• [GIVEN INSTRUCTION] Rewrite the items from their start through the line containing "M 999 450 L 999 560 L 1003 560 L 1003 450 Z", inclusive, scaling every polygon coordinate in the answers by 1.15 and rounding each result to a whole number, with halves rounded up. Keep the requests and their format samples unchanged, and omit the pictures.

(Boundary annotation records)
------

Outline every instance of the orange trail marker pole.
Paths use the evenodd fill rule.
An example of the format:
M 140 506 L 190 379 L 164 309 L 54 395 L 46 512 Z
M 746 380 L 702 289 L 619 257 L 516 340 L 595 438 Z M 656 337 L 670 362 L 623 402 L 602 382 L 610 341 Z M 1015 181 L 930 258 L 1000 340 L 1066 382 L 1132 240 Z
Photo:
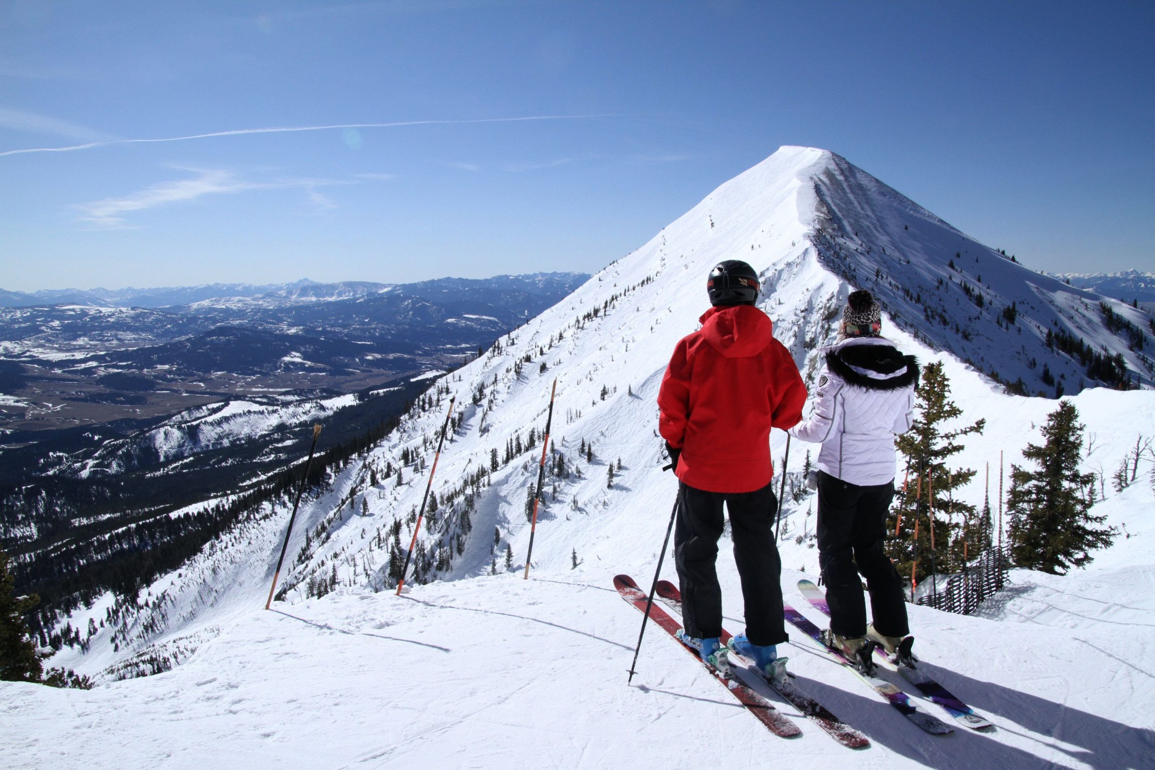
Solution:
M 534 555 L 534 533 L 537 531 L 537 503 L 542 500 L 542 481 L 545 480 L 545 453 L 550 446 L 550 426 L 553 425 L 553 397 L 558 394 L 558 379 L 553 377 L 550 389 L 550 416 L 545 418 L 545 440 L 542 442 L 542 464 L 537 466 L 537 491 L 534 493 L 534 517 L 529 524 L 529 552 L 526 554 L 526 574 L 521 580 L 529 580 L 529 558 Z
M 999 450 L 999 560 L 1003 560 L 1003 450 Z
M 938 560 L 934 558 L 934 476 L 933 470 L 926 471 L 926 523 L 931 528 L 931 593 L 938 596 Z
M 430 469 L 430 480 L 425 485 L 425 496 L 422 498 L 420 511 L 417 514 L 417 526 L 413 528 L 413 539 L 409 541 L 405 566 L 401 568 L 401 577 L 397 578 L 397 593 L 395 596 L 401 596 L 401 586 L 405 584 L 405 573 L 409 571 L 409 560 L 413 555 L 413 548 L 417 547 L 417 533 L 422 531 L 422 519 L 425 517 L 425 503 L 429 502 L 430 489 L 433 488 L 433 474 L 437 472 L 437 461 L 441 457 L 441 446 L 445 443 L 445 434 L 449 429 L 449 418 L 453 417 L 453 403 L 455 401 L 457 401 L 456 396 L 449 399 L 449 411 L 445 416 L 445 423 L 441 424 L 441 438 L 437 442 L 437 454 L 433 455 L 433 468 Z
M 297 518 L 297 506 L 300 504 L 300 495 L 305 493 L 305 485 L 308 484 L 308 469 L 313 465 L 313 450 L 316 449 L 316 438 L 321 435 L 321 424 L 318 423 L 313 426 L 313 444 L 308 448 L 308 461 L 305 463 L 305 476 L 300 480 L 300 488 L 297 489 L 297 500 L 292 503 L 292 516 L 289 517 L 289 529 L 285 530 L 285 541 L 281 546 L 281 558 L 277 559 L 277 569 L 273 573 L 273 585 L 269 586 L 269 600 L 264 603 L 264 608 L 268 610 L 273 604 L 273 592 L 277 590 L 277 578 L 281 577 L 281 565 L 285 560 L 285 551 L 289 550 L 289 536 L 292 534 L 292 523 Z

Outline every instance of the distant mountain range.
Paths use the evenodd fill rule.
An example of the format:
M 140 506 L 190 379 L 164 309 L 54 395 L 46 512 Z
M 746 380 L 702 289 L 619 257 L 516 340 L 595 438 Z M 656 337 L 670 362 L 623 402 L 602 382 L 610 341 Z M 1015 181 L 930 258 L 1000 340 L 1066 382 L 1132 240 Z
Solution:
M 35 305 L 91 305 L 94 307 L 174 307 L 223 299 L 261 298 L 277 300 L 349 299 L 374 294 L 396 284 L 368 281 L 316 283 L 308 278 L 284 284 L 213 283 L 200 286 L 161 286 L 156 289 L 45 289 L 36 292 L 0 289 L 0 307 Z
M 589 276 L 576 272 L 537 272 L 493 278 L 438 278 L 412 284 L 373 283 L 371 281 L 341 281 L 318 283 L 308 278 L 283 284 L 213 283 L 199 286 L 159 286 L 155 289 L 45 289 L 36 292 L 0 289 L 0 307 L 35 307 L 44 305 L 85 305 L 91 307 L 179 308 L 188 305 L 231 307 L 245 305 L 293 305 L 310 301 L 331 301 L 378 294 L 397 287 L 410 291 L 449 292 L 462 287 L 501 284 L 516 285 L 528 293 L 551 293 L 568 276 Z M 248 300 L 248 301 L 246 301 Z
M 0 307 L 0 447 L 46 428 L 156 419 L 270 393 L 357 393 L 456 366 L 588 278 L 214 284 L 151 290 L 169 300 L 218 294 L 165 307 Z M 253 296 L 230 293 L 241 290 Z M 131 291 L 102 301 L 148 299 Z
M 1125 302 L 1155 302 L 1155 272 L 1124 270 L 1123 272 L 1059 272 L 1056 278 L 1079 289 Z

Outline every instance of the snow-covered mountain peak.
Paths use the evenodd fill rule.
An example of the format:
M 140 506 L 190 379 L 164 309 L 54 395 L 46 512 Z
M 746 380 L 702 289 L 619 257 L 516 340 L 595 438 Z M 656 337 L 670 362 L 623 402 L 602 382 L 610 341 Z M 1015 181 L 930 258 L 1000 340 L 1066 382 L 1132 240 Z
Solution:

------

• [RESULT OF THE TASK]
Outline every instance of the orange trail marker pole.
Paths use the evenodd fill rule.
An example of the format:
M 140 506 L 190 379 L 164 309 L 54 395 L 46 512 Z
M 746 380 L 702 289 L 619 257 L 516 340 L 595 438 Z M 656 337 L 670 362 L 623 402 L 602 382 L 610 341 Z M 1015 181 L 930 258 L 1000 340 L 1066 382 L 1132 240 Z
Photo:
Solution:
M 614 638 L 614 613 L 618 611 L 618 578 L 623 575 L 623 553 L 627 552 L 627 521 L 633 513 L 633 490 L 636 489 L 636 457 L 642 453 L 642 436 L 636 434 L 633 447 L 633 478 L 627 481 L 627 506 L 623 508 L 623 534 L 618 536 L 618 565 L 614 567 L 614 595 L 608 603 L 608 635 L 605 637 L 605 660 L 599 667 L 608 667 L 608 642 Z
M 1149 518 L 1149 644 L 1153 644 L 1153 518 Z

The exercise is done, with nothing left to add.